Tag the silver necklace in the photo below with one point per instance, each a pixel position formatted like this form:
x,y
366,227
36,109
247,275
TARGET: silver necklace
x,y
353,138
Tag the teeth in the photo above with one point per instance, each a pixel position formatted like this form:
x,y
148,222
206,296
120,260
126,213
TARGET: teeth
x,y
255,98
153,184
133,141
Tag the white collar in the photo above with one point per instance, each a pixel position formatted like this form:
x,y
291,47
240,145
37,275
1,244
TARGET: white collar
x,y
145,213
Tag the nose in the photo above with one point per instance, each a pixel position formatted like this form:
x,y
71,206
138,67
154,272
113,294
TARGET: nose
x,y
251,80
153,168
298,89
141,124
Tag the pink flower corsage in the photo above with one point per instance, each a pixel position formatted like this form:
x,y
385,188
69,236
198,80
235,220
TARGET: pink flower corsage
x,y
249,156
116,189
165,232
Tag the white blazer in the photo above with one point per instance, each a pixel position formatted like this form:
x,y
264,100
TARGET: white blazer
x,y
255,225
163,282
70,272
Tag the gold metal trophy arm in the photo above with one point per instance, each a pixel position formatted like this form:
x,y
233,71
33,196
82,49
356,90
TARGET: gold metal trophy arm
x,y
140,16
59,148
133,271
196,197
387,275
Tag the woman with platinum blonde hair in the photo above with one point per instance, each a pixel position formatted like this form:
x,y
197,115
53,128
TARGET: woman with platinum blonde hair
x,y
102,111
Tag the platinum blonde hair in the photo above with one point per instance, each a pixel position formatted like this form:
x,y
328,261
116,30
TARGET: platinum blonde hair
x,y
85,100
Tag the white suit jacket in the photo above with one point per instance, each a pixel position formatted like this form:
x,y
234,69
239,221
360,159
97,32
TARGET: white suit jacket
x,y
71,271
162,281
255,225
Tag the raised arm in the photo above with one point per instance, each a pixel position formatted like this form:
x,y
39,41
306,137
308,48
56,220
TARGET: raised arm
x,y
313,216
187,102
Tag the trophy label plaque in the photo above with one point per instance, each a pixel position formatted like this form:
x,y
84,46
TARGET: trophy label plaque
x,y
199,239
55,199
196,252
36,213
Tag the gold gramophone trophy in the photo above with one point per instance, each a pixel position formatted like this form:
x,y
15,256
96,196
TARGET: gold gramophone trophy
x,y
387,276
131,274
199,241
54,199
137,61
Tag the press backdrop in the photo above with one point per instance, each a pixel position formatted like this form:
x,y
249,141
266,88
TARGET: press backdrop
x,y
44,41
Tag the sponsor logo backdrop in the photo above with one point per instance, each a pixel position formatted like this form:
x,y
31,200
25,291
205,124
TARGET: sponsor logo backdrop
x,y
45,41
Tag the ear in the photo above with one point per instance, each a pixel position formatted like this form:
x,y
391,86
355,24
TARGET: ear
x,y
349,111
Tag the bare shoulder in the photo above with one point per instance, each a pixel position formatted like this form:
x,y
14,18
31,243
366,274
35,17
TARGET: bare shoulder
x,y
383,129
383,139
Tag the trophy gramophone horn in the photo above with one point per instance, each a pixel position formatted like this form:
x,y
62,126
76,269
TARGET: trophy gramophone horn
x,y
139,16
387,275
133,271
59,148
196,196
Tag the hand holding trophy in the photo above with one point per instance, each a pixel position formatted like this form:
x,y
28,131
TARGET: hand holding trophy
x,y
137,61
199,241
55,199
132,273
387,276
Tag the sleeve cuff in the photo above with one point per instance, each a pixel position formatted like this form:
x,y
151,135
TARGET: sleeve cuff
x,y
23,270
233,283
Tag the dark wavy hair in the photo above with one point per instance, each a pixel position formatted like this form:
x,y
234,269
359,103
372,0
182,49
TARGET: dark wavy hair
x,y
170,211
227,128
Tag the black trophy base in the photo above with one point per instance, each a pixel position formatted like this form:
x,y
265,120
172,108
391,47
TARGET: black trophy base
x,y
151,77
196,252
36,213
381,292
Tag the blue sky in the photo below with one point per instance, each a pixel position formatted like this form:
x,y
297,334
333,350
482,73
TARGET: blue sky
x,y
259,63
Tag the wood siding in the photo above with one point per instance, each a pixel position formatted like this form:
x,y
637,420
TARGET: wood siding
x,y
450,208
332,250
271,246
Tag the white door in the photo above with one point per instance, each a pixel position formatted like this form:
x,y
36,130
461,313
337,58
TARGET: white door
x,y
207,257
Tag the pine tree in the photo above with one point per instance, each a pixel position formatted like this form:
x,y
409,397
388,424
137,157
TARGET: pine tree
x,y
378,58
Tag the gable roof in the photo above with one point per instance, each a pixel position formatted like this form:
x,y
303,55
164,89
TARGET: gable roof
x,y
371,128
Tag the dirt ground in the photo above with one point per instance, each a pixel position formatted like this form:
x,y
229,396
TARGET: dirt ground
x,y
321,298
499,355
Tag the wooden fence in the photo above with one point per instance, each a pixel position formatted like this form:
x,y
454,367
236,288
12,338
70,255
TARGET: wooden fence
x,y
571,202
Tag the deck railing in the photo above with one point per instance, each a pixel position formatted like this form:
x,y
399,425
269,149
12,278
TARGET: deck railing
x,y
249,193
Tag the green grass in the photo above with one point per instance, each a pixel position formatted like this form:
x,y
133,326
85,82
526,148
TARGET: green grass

> **Short exercise**:
Please swap every "pixel position" in the data above for "pixel coordinate" and reproduce the data with nothing else changed.

> **Worked solution**:
Tag the silver necklace in the photo below with one point per instance, each a pixel coordinate formatted like this form:
x,y
366,227
36,109
247,275
TARGET: silver necklace
x,y
353,138
Tag the teeth in the photo above with one point per instance, each a pixel coordinate formatted like this form:
x,y
148,222
206,296
120,260
126,213
TARGET: teeth
x,y
255,98
153,184
133,141
Tag the white collar in the photo above with one point per instance, each a pixel coordinate formatted like this form:
x,y
291,47
240,145
37,275
1,244
TARGET: white collar
x,y
145,213
Tag the nose in the photo above with one point per instance, each a pixel coordinate formatted like this form:
x,y
71,206
138,67
154,272
113,294
TARGET: nose
x,y
251,80
153,168
298,89
141,124
Tag the pink flower corsage in the photo above with one point per instance, each a pixel coordinate formatted like this form:
x,y
385,188
69,236
198,80
235,220
TARGET: pink flower corsage
x,y
249,156
116,189
165,232
Tag the white blazer in the photo above with one point per instance, each a pixel coordinate formatted like this form:
x,y
264,100
TARGET: white blazer
x,y
255,225
163,282
70,272
Tag the gold metal trophy arm in the photo above with one point per instance, each a pixel coordinate formatted like this form:
x,y
233,71
33,196
82,49
356,90
TARGET: gold metal trophy arm
x,y
140,16
59,148
133,271
196,197
387,275
Tag the woman with platinum blonde hair in the photo above with one point per instance, each a pixel coordinate formatted like this form:
x,y
197,115
53,128
TARGET: woman with platinum blonde hair
x,y
102,111
Tag the platinum blonde hair in the photo above with one point per instance, each a pixel coordinate formatted like this form:
x,y
328,261
116,30
TARGET: platinum blonde hair
x,y
85,100
Tag the white suit jacket in the photo above with one point per instance, each a pixel coordinate formatted like this form:
x,y
234,69
239,221
360,159
97,32
TARGET: white suit jacket
x,y
71,271
162,281
255,225
Tag the raised arm in the photo above with one point per instance, each a pixel coordinate formatted like this form:
x,y
39,41
306,137
308,48
56,220
TARGET: raised arm
x,y
313,216
187,102
Tag the trophy label plaque in the photo above with one point per instance, each a pixel coordinate formatted like this form:
x,y
84,46
TARGET: trophy label plaque
x,y
199,239
55,199
196,252
36,213
Tag the gold gramophone trophy in the photo above with one point per instance, each a pixel coordinate formatted like this form:
x,y
15,256
96,196
TARGET: gold gramophone trophy
x,y
387,276
131,274
199,241
54,199
137,61
Tag the press backdrop in the photo above with one point per instance, each a pixel coordinate formatted like this form:
x,y
249,141
266,88
TARGET: press backdrop
x,y
44,41
Tag the sponsor logo backdrop in the photo above with one point per instance, each a pixel coordinate formatted like this form:
x,y
31,200
25,291
205,124
TARGET: sponsor logo backdrop
x,y
45,41
Tag the ear in the photo above with one point per instance, each a pixel coordinate formatted like this form:
x,y
391,86
355,24
TARGET: ear
x,y
349,111
Tag the bare shoulder in the photo above with one point per instance, each a pixel coordinate formatted like this form:
x,y
14,18
31,243
366,274
35,17
TARGET: bare shoulder
x,y
383,129
383,139
Tag the trophy gramophone horn in the photo above with one point per instance, each a pixel coordinate formatted like this form:
x,y
62,126
76,269
TARGET: trophy gramophone horn
x,y
139,16
387,275
133,271
59,148
196,196
Tag the hand holding trophy in the photo above with one point per instance, each a pixel coordinate formatted like this form:
x,y
28,131
TARGET: hand holding trophy
x,y
137,61
199,241
55,199
132,273
387,276
Tag the sleeve cuff in the photo above with one point per instance, each a pixel coordinate formatted like this form:
x,y
151,135
TARGET: sleeve cuff
x,y
23,270
233,283
Tag the dark wavy hair in the photo above with one point per instance, each a pixel coordinate formatted like this form:
x,y
234,269
359,103
372,0
182,49
TARGET: dark wavy hair
x,y
170,211
227,128
Tag the black trophy base in the photo above with one point per instance, each a pixel coordinate formatted like this form:
x,y
265,120
172,108
391,47
TARGET: black trophy base
x,y
151,77
196,252
36,213
381,292
Tag the blue sky in the photo below with one point per instance, each a pixel coordinate formatted like this form:
x,y
297,334
333,350
482,73
TARGET: blue sky
x,y
259,63
Tag the wood siding in the photo above with one point per instance, each a pixel coordinate formatted like this form:
x,y
637,420
TARGET: wood siding
x,y
450,208
332,250
271,246
Tag the white door in the photo above with one point per instance, each a pixel coordinate formatted like this form:
x,y
36,130
461,313
337,58
TARGET: white door
x,y
207,257
Tag the pine tree in the photo above with one point per instance, each a pixel coordinate formatted like this form:
x,y
409,397
388,424
137,157
TARGET: pine tree
x,y
378,58
Tag the gable roof in the photo above with one point per instance, each a pixel coordinate formatted like this form:
x,y
303,55
164,89
TARGET: gable roof
x,y
371,128
Tag the dirt ground in the photo above with one point per instance, each a pixel coordinate formatted like this form:
x,y
229,396
TARGET: dirt ground
x,y
321,298
499,355
Tag the wooden fence in the photo above with one point per instance, each a pixel coordinate formatted like this form:
x,y
454,367
236,288
12,338
70,255
TARGET: wooden fence
x,y
571,202
Tag the deck railing in the photo above with one point per instance, each a pixel coordinate formatted like this form:
x,y
399,425
269,149
12,278
TARGET: deck railing
x,y
249,193
Tag the green grass in the photo above with one point per instance, each a pixel coordinate formatted like this form:
x,y
133,326
85,82
526,148
TARGET: green grass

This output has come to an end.